[Dataset entries]
***
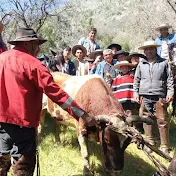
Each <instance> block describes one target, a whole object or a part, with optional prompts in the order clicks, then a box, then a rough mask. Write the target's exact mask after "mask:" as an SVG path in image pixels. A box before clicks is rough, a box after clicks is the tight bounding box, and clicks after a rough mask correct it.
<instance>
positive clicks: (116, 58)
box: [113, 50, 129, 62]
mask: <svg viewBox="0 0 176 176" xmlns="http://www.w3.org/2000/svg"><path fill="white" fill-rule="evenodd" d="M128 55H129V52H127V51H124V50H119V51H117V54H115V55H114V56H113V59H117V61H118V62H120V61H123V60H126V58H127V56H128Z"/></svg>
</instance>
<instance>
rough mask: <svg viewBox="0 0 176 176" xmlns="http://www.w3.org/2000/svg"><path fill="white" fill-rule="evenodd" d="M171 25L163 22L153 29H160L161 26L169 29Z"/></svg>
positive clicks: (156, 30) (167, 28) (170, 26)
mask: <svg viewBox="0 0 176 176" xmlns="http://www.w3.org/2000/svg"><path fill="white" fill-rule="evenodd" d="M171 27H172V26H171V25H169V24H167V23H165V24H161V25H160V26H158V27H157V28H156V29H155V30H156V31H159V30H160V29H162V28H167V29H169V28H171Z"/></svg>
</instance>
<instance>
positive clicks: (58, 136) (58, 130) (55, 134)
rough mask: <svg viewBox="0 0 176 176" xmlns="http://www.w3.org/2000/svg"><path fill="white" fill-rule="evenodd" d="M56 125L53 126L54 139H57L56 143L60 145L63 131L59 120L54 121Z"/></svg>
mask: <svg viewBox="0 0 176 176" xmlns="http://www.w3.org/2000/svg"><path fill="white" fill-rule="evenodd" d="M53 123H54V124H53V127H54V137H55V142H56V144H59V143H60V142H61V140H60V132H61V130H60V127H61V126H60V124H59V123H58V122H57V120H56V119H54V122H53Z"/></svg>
***
▸ **TO-DO ITEM**: Format every line of the data above as a numbered list, skipping blank lines. Leave the pictures out.

▸ **ANSWER FOR THIS EXERCISE**:
1. Each <instance> block describes one target, a whole object or a part, with optional prompts in the order clicks, then a box, then a rough mask. Write the target's exact mask after "mask:" as an SVG path in image pixels. A box before clicks is rough, a box after clicks is the tight bounding box, and clicks after a rough mask correct it.
2. <instance>
3. positive clicks: (116, 58)
4. box: [113, 50, 129, 62]
5. mask: <svg viewBox="0 0 176 176" xmlns="http://www.w3.org/2000/svg"><path fill="white" fill-rule="evenodd" d="M128 55H129V52H127V51H124V50H119V51H117V54H115V55H114V56H113V59H117V61H118V62H120V61H123V60H126V58H127V56H128Z"/></svg>
6. </instance>
7. <instance>
8. rough mask: <svg viewBox="0 0 176 176" xmlns="http://www.w3.org/2000/svg"><path fill="white" fill-rule="evenodd" d="M171 25L163 22L153 29H160L161 26L169 29Z"/></svg>
9. positive clicks: (156, 30) (167, 28) (170, 26)
10. mask: <svg viewBox="0 0 176 176" xmlns="http://www.w3.org/2000/svg"><path fill="white" fill-rule="evenodd" d="M171 27H172V26H171V25H169V24H167V23H165V24H161V25H160V26H158V27H157V28H156V29H155V30H156V31H159V30H160V29H162V28H167V29H169V28H171Z"/></svg>
11. </instance>
12. <instance>
13. positive clicks: (58, 136) (58, 130) (55, 134)
14. rough mask: <svg viewBox="0 0 176 176" xmlns="http://www.w3.org/2000/svg"><path fill="white" fill-rule="evenodd" d="M56 125L53 126L54 139H57L56 143L60 145L63 131L59 120L54 121Z"/></svg>
15. mask: <svg viewBox="0 0 176 176" xmlns="http://www.w3.org/2000/svg"><path fill="white" fill-rule="evenodd" d="M53 123H54V124H53V127H54V137H55V142H56V144H59V143H60V142H61V140H60V132H61V130H60V127H61V126H60V124H59V123H58V122H57V120H56V119H54V122H53Z"/></svg>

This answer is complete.